[Records from a collection]
#####
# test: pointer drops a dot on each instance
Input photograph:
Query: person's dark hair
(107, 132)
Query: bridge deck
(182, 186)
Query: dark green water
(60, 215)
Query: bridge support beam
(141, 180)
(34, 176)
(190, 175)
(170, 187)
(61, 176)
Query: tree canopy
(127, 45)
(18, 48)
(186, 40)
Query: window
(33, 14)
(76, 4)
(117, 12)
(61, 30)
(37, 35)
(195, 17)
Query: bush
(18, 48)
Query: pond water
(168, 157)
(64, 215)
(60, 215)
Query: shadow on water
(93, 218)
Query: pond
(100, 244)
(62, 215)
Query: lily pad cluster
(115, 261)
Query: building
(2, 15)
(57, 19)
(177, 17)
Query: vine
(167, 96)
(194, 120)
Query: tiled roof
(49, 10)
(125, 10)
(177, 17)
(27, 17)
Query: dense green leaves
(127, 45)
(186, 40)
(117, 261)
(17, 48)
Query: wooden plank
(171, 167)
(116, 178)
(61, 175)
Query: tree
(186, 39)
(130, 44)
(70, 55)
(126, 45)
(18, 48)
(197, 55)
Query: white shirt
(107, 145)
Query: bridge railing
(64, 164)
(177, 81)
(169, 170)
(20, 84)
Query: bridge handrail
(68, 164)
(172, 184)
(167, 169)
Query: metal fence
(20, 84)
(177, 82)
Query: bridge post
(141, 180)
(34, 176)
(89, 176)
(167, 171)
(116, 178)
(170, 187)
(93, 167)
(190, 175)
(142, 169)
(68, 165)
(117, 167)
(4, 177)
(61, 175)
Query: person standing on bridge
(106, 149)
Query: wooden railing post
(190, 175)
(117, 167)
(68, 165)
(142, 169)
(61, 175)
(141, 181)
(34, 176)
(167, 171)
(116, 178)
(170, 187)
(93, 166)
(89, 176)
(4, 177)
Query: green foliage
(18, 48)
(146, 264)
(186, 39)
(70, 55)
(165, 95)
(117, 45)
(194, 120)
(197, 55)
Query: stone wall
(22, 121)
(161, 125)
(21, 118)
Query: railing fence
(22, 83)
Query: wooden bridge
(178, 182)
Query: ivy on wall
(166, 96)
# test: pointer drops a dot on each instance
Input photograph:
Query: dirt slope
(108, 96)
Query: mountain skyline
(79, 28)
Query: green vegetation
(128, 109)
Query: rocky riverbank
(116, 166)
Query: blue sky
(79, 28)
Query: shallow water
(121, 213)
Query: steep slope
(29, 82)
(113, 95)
#####
Set down only the line containing "Query: window" and the lines after it through the end, exactly as they appear above.

Query: window
(33, 14)
(76, 4)
(117, 12)
(61, 30)
(37, 35)
(195, 17)
Query: bush
(18, 48)
Query: pond water
(168, 157)
(64, 215)
(60, 215)
Query: shadow on water
(93, 218)
Query: pond
(100, 244)
(62, 215)
Query: lily pad cluster
(115, 261)
Query: building
(2, 15)
(57, 19)
(177, 17)
Query: vine
(167, 96)
(194, 120)
Query: tiled roof
(49, 10)
(125, 10)
(177, 17)
(27, 17)
Query: dense green leaves
(127, 45)
(186, 40)
(117, 261)
(17, 48)
Query: wooden plank
(171, 167)
(116, 178)
(61, 175)
Query: tree
(186, 39)
(130, 44)
(70, 55)
(126, 45)
(18, 48)
(197, 55)
Query: white shirt
(107, 145)
Query: bridge railing
(64, 164)
(177, 81)
(169, 170)
(20, 84)
Query: bridge handrail
(68, 164)
(172, 184)
(167, 169)
Query: metal fence
(20, 84)
(177, 82)
Query: bridge post
(141, 180)
(34, 176)
(89, 176)
(167, 171)
(116, 178)
(170, 187)
(93, 167)
(190, 175)
(142, 169)
(68, 165)
(117, 167)
(4, 177)
(61, 175)
Query: person standing on bridge
(106, 149)
Query: wooden railing post
(190, 175)
(117, 167)
(68, 165)
(142, 169)
(61, 175)
(141, 181)
(34, 176)
(167, 171)
(116, 178)
(170, 187)
(93, 166)
(89, 176)
(4, 177)
Query: green foliage
(18, 48)
(146, 264)
(186, 39)
(70, 55)
(165, 95)
(117, 45)
(194, 120)
(197, 55)
Query: stone wall
(22, 121)
(161, 125)
(21, 118)
Query: railing fence
(22, 83)
Query: wooden bridge
(178, 182)
Query: ivy on wall
(166, 96)
# test: pointer drops a dot on each instance
Input photograph:
Query: dirt slope
(108, 96)
Query: mountain skyline
(79, 28)
Query: green vegetation
(128, 109)
Query: rocky riverbank
(116, 166)
Query: blue sky
(79, 28)
Query: shallow water
(121, 213)
Query: steep slope
(29, 82)
(113, 95)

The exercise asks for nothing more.